- Written task -
Rewrite the listing below so that every "Target" becomes "Label", keeping all other text unchanged.

- Record extracts -
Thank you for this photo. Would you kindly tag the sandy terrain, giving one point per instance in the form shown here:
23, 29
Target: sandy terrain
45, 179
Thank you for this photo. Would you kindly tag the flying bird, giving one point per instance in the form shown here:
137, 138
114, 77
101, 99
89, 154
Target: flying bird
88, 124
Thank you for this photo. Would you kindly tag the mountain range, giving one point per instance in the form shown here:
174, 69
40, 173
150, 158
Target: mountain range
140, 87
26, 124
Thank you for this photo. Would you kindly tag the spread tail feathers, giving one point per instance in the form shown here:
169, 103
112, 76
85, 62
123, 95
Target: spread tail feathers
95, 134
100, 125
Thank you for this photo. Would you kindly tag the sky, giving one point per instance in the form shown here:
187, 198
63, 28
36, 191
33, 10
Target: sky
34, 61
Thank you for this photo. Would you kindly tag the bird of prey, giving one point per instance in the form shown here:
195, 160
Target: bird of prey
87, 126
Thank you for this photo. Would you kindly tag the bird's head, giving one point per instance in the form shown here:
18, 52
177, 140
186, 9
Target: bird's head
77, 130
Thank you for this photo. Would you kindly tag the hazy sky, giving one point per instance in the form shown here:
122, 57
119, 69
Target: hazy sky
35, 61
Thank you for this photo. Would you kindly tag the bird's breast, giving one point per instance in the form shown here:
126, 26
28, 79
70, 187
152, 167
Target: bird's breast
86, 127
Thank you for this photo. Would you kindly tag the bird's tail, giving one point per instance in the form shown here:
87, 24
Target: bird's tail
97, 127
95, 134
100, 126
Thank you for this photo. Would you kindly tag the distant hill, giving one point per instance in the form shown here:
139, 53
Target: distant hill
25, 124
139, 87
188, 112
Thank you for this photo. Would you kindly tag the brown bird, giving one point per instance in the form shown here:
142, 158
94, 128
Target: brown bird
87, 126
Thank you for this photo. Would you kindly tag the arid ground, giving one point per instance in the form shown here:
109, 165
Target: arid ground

- Output of the task -
Thank you for this photo. Would you kindly tag the sandy terrain, giving one point per instance in the form shown here:
23, 29
Label: sandy terrain
45, 179
Thank you for this photo. Would you kindly tag the flying bird, giving one point per instance in the form shown here:
137, 138
114, 77
101, 99
89, 154
Label: flying bird
88, 124
Thank you for this photo. Would you kindly tag the mountain range, giving one point per instance in the form shown here:
174, 69
40, 173
150, 158
Label: mountain range
140, 87
26, 124
Thank you for this photo. Would you kindly tag the spread tail feathers, giving one point per instance in the form shown here:
169, 103
112, 76
85, 62
123, 95
Label: spread tail feathers
95, 134
100, 125
Thank you for this photo. Would you kindly tag the sky, giving one point per instance in the form shown here:
187, 198
63, 28
36, 191
33, 10
Label: sky
34, 61
Thank you for this photo. Would you kindly tag the bird of prey, giving one point per instance in the form shown here:
195, 160
Label: bird of prey
87, 126
Thank you for this photo. Would you kindly tag the bird's head, giving one point per instance in the form shown here:
18, 52
177, 140
186, 9
Label: bird's head
77, 130
Thank you for this photo. Would you kindly tag the hazy sky, giving one point per instance in the form shown here:
122, 57
119, 69
Label: hazy sky
35, 61
Thank you for this photo. Would you kindly tag the bird's breast, giving one point per instance in the form shown here:
126, 26
28, 79
70, 187
152, 167
Label: bird's breast
86, 127
Thank you for this photo. Would you kindly tag the bird's tail, giving one point per instance in the form shown here:
87, 24
Label: bird's tail
97, 127
95, 134
100, 126
Thank you for this photo. Would you kindly tag the distant hill, giving one point per instance in the form shown here:
139, 53
Label: distant hill
25, 124
139, 87
188, 112
Thank you for this photo. Would you kindly tag the brown bird, giving one point per instance in the form shown here:
142, 158
94, 128
Label: brown bird
87, 126
Thank you for this photo. Would you kindly tag the arid ground, giving one point per instance in the form shown here:
109, 165
Label: arid ground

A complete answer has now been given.